_Extrait choisi_:
____________________

Signé à Ottawa, Canada, ce 18e jour de mai 2004.

 

 

 

« G. Sheridan »

Juge Sheridan

 

Traduction certifiée conforme

ce 26e jour de juillet 2004.

 

 

 

Ingrid B. Miranda, traductrice

 

 


 

 

 

 

Référence : 2004CCI314     

Date : 20040518

Dossier : 2003‑3231(IT)I

ENTRE : 

ERIC SCHREINER,

appelant,

et

 

SA MAJESTÉ LA REINE,

intimée.

 

[TRADUCTION FRANÇAISE OFFICIELLE]

 

 

MOTIFS DU JUGEMENT

 

La juge Sheridan

 

[1]     Le présent appel porte sur la décision du ministre selon laquelle, pendant les années de base 2000, 2001 et 2002, M. Eric Schreiner ne répond pas à la définition de « particulier admissible » aux termes de l’article 122.6 de la Loi de l’impôt sur le revenu. M. Schreiner et son ex‑épouse Nadine Schreiner sont les parents de Jessica, une « personne à charge admissible » dans le cadre de cette disposition.

 

[2]     Ce n’est pas la première fois que la Cour est saisie d’une demande de décider lequel des deux parents de la famille Schreiner est un « particulier admissible »[1]. Une décision datée du 11 février 2003 statue que Mme Schreiner était le « particulier admissible » pour la période de juillet, août et septembre 2001 de l’année de base 2000. Bien que le ministre ait cité M. Schreiner comme témoin dans l’appel du 11 février 2003, pour des raisons que la Cour ignore le ministre ne l’a pas mis en cause en vertu de l’article 174 de la Loi de l’impôt sur le revenu. Sur le fondement de la décision quant à l’appel précité, le ministre a cessé de verser une prestation fiscale pour enfants à M. Schreiner et a cotisé celui‑ci pour les prestations qui auraient dû être versées à Mme Schreiner. M. Schreiner a contesté ce changement et il interjette appel devant la Cour de la ratification de la décision du ministre. Dans le présent appel, le ministre a cité Mme Schreiner comme témoin mais ne l’a pas mise en cause.

____________________

_Données_:
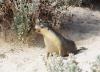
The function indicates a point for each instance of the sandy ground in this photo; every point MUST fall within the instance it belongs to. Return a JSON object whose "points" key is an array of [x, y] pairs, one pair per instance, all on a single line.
{"points": [[84, 30]]}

____________________

_Exercices_:
(a) Dans l'extrait du jugement concernant M. Schreiner, de quelle date est la décision ayant statué que Mme Schreiner était le « particulier admissible » ?
(b) Prolongez le jugement sur l'appel de M. Schreiner à partir de la phrase « Dans le présent appel, le ministre a cité Mme Schreiner comme témoin mais ne l'a pas mise en cause. »

_Corrigé_:
(a) Elle est datée du 11 février 2003.

(b)
FAITS

 

[3]     M. Schreiner travaille dans un atelier de réparation de montres à Saskatoon. Il a épousé Mme Schreiner, la mère de Jessica, en 1983. Ils se sont séparés en 1998 et ont divorcé en juin 2000. Jessica est née en 1988 et avait quinze ans au moment de l’audience. Mme Schreiner, qui travaille à temps partiel à l’hôtel de ville, a obtenu au début la garde provisoire de Jessica. En 2001, cet état de choses a changé : M. Schreiner et Mme Schreiner ont consenti à une ordonnance prévoyant que Jessica « [traduction] résidera avec son père et passera des périodes de temps importantes et constructives avec sa mère ». L’ordonnance prévoit une rotation de 14 jours, pendant laquelle Jessica passe 8 jours avec son père et 6 jours avec sa mère. En raison de l’hostilité qui existe entre M. et Mme Schreiner, les deux adhèrent plutôt férocement à l’horaire établi. Leur hostilité était manifeste même pendant la présente audience. Alors que M. Schreiner entamait sa déposition, Mme Schreiner l’a interrompu par de bruyantes interventions. De la même manière, alors que Mme Schreiner présentait son témoignage, M. Schreiner a réagi à sa version des événements en faisant des grimaces, en remuant la tête et ainsi de suite.

 

[4]     Quant au côté positif, les deux parents ont démontré qu’ils s’occupaient bien de leur fille, qui leur rend bien leur affection. Les deux ont des revenus modestes et il leur est très difficile de satisfaire aux besoins de Jessica. Étant donné que Jessica passe avec chacun de ses parents des périodes de temps plus ou moins équivalentes, chacun d’eux supporte une charge financière à peu près équivalente. Donc, la réaction raisonnable à cet état de faits aurait été de demander que la prestation fiscale pour enfants soit divisée entre eux deux. Il est possible de partager la prestation fiscale pour enfants. Pour cela il suffit de que les parents joignent à leur demande une entente écrite et signée prévoyant que la prestation fiscale pour enfants soit payée six mois à un parent et six mois à l’autre.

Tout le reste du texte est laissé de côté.